> [SOURCE]

Overcoming Sexual Sin

We recently closed out of a series at Emmanuel Church entitled “The Art of Living,” and my final talk of the series was a challenging and unpopular topic–overcoming sexual sin.

The reason this information is compelling is because sexual sin is a massive problem today in our world.

  • Pornography use has skyrocketed. 200,000 Americans are addicted, and every second $3,000 is spent on purchasing porn.
  • Sex trafficking is an epidemic in this country and across the world.
  • There are 20 million new cases of STDs every year.
  • 56% of divorces cite porn use as one of the main contributing factors of the divorce.

I think we would agree that our culture is all over the place today when it comes to what is acceptable and unacceptable sexually. So, before we begin, I believe it’s important for us to define sexual sin based on what the Bible teaches us.

I believe that sexual sin is any sexual activity outside of what God intended within the context of a marriage between a man and a woman.

Sex is a wonderful gift from God, and the Bible teaches us that its original intent was to accomplish three things:

  1. Express love
  2. Experience pleasure
  3. Create families

All of those work best within the covenant of marriage. Any time we take sex out of that context, there will be brokenness, pain, and hurt. It reminds me a lot like sleep. Sleep is a wonderful thing and, according to doctors, critical to our overall well-being; however, sleep in the wrong context could cost you a degree at school, a job, or even your life.

Maybe you are in the middle of practicing some form of sexual sin, but you are discouraged because you don’t even know where to begin to get out of it. Here are some first steps you can take:

1. Repent.

This repent is not necessarily the biblical term that we all know–although that type of repentance is also good. I’m referring to the word repent as in to have a “change of mind” about sex.

The worst kind of sexual sin involves taking. It’s self-centered and has nothing to do with the other person; in fact, the only purpose the other person serves is for your pleasure. Sex, however, is not about taking. Biblically speaking, it’s about love and expressing it. It’s about giving–not getting.

Once a person can re-orient themselves around a new meaning and a new purpose of sex, their minds can begin to transform their desires and redirect their will.

2. Talk to someone.

Sexual sin thrives in the dark, so when you tell someone, you bring it into the light. Just be sure that when you talk with someone, make it someone who will not only show you grace, but also who will call you to the next level in your spiritual journey.

Most people want to live up to the expectations of those closest to them, and this battle is not something you need to walk through alone.

3. Understand it’s a habit.

Sexual sin, especially when it involves the usage of porn, is a habit. Much like drug or alcohol abuse, the more you experience sexual sin, the more addictive it becomes.

The great news about this is that when we realize it is a habit, we will realize that–just like any bad habit–it can be broken with God’s help and the right tools and support system.

4. Replace the behavior with something else.

An incredibly good book that I would highly recommend is Atomic Habits by James Clear. In the book, he says, “You don’t eliminate a bad habit, you replace it.” He goes on to state, “Bad habits address certain needs in your life. And for that reason, it’s better to replace your bad habits with a healthier behavior that addresses that same need.”

> [WHAT IS ASKED]
a) Shorten the paragraph of the article that begins "The worst kind of sexual sin involves taking," keeping its main points.
b) Repeat everything in the article from "Once a person" down to "addictive it becomes.", word for word.

(Saved entries)
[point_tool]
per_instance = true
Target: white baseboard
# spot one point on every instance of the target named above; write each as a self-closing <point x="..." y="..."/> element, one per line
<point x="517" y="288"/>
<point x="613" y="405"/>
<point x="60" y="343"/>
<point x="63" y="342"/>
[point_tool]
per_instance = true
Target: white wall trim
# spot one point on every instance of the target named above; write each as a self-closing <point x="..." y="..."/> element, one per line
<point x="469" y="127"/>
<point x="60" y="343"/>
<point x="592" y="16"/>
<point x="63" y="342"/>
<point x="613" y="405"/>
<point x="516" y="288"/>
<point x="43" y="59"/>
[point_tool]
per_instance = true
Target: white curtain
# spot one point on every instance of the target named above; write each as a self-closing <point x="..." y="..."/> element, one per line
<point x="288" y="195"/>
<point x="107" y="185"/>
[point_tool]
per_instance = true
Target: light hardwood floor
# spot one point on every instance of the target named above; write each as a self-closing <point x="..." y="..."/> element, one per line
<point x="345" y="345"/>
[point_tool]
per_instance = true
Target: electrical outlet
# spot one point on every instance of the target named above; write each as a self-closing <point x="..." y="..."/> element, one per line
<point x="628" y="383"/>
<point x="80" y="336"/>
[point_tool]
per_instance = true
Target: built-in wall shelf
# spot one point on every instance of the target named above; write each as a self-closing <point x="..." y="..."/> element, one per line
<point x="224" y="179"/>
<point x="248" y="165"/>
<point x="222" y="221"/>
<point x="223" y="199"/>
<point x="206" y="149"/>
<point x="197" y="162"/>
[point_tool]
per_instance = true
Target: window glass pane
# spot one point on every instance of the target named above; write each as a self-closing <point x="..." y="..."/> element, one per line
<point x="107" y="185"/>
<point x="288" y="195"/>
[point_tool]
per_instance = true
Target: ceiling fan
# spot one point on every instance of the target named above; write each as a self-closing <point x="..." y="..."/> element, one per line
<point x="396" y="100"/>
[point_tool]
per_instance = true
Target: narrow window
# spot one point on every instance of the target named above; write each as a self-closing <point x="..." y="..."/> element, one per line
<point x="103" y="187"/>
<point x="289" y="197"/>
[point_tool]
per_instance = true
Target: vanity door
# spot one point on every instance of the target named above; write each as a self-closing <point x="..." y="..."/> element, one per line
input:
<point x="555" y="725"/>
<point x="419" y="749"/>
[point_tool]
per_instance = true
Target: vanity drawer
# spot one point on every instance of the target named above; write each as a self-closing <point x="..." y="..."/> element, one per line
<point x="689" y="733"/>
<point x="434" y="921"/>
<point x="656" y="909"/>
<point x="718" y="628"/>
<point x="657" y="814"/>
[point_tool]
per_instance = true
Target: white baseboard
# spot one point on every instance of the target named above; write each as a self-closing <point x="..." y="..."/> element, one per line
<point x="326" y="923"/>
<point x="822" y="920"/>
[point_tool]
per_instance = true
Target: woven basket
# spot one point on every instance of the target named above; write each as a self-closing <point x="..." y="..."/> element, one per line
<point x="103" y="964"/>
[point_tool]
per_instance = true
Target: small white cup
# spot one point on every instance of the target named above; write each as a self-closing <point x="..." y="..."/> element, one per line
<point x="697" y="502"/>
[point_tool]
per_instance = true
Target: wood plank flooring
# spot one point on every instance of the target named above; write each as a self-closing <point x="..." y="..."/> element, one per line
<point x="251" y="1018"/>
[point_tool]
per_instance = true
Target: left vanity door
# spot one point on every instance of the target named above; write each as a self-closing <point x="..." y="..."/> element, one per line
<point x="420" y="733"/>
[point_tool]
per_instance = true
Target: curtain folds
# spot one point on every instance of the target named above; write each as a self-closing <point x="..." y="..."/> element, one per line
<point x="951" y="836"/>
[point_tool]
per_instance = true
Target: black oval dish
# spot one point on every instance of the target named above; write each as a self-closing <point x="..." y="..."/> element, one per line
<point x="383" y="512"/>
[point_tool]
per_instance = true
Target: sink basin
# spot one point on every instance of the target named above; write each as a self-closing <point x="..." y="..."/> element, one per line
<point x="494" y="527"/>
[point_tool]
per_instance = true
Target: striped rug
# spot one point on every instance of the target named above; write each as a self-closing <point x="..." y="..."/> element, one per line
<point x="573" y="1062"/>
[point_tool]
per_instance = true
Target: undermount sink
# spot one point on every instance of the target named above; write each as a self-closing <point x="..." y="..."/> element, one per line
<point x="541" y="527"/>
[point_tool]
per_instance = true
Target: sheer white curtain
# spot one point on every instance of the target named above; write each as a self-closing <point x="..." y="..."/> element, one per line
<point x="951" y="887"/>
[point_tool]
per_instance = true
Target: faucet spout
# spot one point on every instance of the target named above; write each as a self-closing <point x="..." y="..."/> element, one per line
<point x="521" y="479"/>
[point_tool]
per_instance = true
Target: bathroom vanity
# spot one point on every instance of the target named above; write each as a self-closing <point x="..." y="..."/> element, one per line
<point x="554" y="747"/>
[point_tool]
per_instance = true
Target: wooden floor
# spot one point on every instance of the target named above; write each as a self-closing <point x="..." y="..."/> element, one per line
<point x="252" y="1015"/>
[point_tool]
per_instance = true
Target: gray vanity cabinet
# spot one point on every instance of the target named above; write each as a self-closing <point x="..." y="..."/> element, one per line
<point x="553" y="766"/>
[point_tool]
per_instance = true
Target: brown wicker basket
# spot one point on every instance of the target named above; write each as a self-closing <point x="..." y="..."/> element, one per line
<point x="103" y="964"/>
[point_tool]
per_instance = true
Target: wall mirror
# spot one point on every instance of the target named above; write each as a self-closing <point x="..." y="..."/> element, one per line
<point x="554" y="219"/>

> [THE RESULTS]
a) The worst sexual sin is about taking. It is self-centered and uses the other person only for one's own pleasure. Biblically, sex is about expressing love, about giving rather than getting.

b)
Once a person can re-orient themselves around a new meaning and a new purpose of sex, their minds can begin to transform their desires and redirect their will.

2. Talk to someone.

Sexual sin thrives in the dark, so when you tell someone, you bring it into the light. Just be sure that when you talk with someone, make it someone who will not only show you grace, but also who will call you to the next level in your spiritual journey.

Most people want to live up to the expectations of those closest to them, and this battle is not something you need to walk through alone.

3. Understand it’s a habit.

Sexual sin, especially when it involves the usage of porn, is a habit. Much like drug or alcohol abuse, the more you experience sexual sin, the more addictive it becomes.